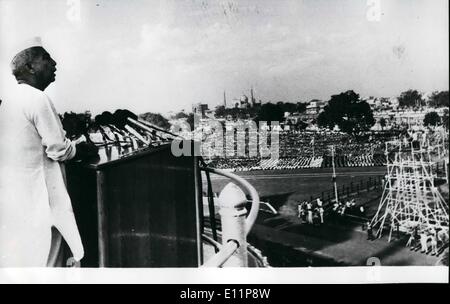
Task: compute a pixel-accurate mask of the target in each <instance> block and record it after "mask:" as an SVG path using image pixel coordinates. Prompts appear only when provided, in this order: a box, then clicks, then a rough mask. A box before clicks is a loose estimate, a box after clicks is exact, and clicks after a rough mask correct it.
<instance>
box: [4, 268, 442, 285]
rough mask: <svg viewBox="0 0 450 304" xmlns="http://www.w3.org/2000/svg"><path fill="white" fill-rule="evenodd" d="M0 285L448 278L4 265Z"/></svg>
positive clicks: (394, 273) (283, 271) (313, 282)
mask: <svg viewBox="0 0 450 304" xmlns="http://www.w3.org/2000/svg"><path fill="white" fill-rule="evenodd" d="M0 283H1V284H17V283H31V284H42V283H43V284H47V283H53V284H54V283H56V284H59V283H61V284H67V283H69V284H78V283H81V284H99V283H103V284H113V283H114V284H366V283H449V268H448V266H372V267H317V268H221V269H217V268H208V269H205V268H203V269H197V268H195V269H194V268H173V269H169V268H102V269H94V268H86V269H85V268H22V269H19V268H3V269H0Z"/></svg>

* * *

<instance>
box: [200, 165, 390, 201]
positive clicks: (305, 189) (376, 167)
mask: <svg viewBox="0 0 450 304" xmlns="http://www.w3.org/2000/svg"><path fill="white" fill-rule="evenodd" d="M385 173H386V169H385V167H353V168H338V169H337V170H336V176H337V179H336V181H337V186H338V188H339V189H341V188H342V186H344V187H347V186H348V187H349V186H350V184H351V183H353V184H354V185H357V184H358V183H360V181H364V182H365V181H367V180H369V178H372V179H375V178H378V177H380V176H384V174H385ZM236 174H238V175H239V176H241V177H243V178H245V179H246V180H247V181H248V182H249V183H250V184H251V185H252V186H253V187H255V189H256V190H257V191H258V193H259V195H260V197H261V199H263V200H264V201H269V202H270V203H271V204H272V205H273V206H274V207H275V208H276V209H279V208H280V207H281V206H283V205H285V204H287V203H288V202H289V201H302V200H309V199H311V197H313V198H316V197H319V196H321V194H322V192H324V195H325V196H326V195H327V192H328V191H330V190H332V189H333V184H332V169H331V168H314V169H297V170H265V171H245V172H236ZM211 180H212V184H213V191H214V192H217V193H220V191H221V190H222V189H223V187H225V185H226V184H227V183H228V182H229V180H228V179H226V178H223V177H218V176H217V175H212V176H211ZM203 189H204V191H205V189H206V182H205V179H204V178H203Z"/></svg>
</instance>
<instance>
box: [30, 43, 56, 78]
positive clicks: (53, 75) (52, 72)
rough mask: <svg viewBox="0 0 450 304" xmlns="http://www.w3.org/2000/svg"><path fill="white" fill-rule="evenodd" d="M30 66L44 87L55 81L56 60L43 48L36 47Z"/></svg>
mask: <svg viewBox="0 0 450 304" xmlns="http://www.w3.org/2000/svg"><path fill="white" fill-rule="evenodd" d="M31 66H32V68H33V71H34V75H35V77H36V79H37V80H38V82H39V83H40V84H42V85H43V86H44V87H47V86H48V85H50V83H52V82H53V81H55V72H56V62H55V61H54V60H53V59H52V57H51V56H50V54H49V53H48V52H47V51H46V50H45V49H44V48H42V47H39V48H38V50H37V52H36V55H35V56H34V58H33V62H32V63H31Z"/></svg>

- [TO DO]:
Reproduce, character for character, the lines of the records running from the line containing "Task: compute a" through the line containing "box: [4, 268, 442, 285]", both included.

- [EXERCISE SOLUTION]:
Task: compute a pixel-accurate mask of the target in each <instance> block and record it after "mask:" as an SVG path using image pixel coordinates. Prompts appear only when provided, in this order: a box, then clicks, then a rough mask. A box before clicks is a loose estimate, a box after clicks is exact, and clicks after a rough mask correct it.
<instance>
box: [4, 268, 442, 285]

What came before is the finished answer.